[BEGIN]

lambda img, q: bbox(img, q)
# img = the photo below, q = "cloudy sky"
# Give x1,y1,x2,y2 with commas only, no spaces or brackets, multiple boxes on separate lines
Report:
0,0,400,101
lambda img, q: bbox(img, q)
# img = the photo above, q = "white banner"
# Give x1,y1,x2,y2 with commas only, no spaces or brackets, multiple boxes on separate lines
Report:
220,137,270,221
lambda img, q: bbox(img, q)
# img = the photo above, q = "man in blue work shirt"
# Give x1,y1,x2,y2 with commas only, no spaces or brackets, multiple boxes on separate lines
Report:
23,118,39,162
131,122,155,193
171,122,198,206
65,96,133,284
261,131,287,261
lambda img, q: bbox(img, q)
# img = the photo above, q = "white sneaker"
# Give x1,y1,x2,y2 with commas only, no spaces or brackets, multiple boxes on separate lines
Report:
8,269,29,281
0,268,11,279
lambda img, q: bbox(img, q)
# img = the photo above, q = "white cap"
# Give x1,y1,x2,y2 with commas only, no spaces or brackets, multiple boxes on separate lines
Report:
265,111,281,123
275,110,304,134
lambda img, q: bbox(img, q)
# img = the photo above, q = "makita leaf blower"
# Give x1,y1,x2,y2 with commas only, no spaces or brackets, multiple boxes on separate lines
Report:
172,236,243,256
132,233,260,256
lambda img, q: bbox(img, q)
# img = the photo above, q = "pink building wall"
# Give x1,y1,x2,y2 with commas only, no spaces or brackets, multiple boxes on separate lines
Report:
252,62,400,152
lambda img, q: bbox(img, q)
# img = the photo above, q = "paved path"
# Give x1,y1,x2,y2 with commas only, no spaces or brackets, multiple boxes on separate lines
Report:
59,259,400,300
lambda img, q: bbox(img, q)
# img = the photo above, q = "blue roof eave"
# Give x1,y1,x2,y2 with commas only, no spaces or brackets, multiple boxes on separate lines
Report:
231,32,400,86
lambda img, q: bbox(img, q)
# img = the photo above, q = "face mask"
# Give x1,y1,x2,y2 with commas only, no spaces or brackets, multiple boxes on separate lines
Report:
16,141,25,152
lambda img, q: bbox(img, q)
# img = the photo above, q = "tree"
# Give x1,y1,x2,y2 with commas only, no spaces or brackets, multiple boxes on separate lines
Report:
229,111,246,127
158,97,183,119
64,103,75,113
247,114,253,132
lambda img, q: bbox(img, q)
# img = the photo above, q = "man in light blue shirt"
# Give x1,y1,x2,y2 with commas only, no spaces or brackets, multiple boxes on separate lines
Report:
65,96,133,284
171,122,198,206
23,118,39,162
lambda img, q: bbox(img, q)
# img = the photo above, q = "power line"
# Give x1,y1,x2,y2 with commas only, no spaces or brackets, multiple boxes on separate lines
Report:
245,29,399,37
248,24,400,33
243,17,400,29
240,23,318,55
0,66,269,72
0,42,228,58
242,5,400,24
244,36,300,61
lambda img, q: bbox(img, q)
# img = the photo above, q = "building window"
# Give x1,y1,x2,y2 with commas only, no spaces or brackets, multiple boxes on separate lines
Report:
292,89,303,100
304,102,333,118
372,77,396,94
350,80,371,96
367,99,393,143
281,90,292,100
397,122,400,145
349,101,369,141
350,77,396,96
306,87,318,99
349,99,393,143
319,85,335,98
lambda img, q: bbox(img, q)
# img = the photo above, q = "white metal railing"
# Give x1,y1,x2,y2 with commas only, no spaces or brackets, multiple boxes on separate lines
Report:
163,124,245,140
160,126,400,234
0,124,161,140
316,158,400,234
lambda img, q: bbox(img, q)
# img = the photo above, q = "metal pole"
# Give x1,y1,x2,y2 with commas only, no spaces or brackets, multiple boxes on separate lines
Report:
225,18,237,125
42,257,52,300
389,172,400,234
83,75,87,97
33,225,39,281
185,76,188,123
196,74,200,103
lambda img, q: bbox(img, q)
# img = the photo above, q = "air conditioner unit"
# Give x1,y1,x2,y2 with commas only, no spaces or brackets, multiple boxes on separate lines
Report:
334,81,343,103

[END]

WHAT YOU NEED TO DO: All entries must be repeated verbatim.

RESPONSE TO THE TASK:
lambda img, q: bbox(img, q)
# img = the photo below, q = "cloudy sky"
# Give x1,y1,x2,y2 with commas only, no spaces or brackets, multiple boxes on separate lines
Report:
0,0,400,101
lambda img, q: bbox(img, q)
# img = the photo above, q = "white banner"
# Give x1,y1,x2,y2 with commas only, no spaces or brackets, multiple boxes on separate lines
Report:
220,137,270,221
lambda img, q: bbox(img, q)
# img = the photo above, q = "man in blue work shirt"
# Give x1,y1,x2,y2 with commas only, no spaces or brackets, multiple boxes on separate lines
Report:
23,118,39,162
131,122,155,193
171,122,198,206
65,96,133,284
261,131,287,261
lambda img, q: bbox(img, q)
# img = the photo above, q = "white sneaker"
# Give x1,y1,x2,y2 with commas only, no spaces or brackets, multiple boxes on separate lines
Report:
8,269,29,281
0,268,11,279
lambda img, q: bbox(img, q)
# img = the photo above, q = "white cap"
# Give x1,y1,x2,y2 with commas only, no spaces or brackets, multiple boxes on separate lines
Report:
265,111,281,123
275,110,304,134
lambda img, q: bbox(img, q)
# img = the photo above, q = "makita leaf blower"
# Give x1,y1,x2,y2 with commas only, no spaces or brackets, multiple boxes on separate lines
Report:
172,236,243,256
132,233,260,256
lambda img, q: bbox(img, q)
# img = the photo above, q = "pink building wall"
# Give x1,y1,x2,y2 with commas only, no spaces or brackets, multiple boxes on separate lines
Report:
252,62,400,152
lambda img, q: bbox(img, q)
# img = the photo above, q = "paved path"
# Give x1,y1,x2,y2 with commas only, no spaces or brackets, multiple boxes on separate lines
Report:
59,259,400,300
lambda img, q: bbox(img, q)
# img = the photo above, q = "blue roof eave"
# Give x1,y1,x2,y2 with commas only, no spaces or brackets, multiple boxes on separate lines
Report:
231,32,400,86
lambda img, q: bbox(img, q)
# img = the photo above, q = "face mask"
# Give x1,y1,x2,y2 with commas only, no spaces or brackets, multiple boxes on separate lines
Report:
16,141,25,152
lambda img, q: bbox(img, q)
# img = the photo above, q = "tree"
# Give x1,y1,x2,y2 with commas only, no spaces or brackets, multiple boxes on separate lines
Report:
229,111,246,127
158,97,183,119
64,103,75,113
247,114,253,132
lambda img, q: bbox(img, q)
# img = the photo above, q = "man in light blue shirt"
# Give x1,y1,x2,y2 with commas only, no spaces or brackets, multiple boxes on separate lines
Report:
65,96,133,284
171,122,198,206
23,118,39,162
lambda img, q: bbox(img, q)
# img = the photo above, q = "power line"
# Give x1,y1,x2,y2 with commas only, no spaces or brackets, multiple boxes on separate lines
Report:
245,29,399,37
248,24,400,33
243,17,400,29
240,23,318,55
0,66,269,72
0,42,228,58
242,5,400,24
244,36,300,61
lambda img, q: bbox(img, q)
# img = the photo above, q = "building window"
# Give x1,y1,x2,y2 with commas only, no spaces or brackets, multiple boxes on separate lines
Report:
292,89,303,100
304,102,333,118
372,77,396,94
350,80,371,96
367,99,393,143
281,90,292,100
397,122,400,145
349,101,369,141
350,77,396,96
306,87,318,99
349,99,393,143
319,85,335,98
lambda img, q: bbox(img, q)
# img = the photo above, q = "white metal railing"
# Give x1,y1,x2,y2 with commas only, no spaces or brackets, multiple boxes on separate lines
Report:
163,124,245,140
160,126,400,234
0,124,161,140
316,158,400,234
lambda img, q: bbox(img, q)
# img = the photo above, q = "metal pole"
# Give x1,y1,x2,y2 with commas only, no spaces or brackets, multiple boxes on separate lines
Report:
225,18,237,125
42,257,52,300
389,172,400,234
83,75,87,97
33,225,39,281
185,76,188,123
196,74,200,103
lambda img, q: bbox(img, q)
# img = the photo above, q = "air conditioner unit"
# Give x1,y1,x2,y2 with commas only, no spaces or brackets, multiple boxes on separate lines
Report:
334,81,343,103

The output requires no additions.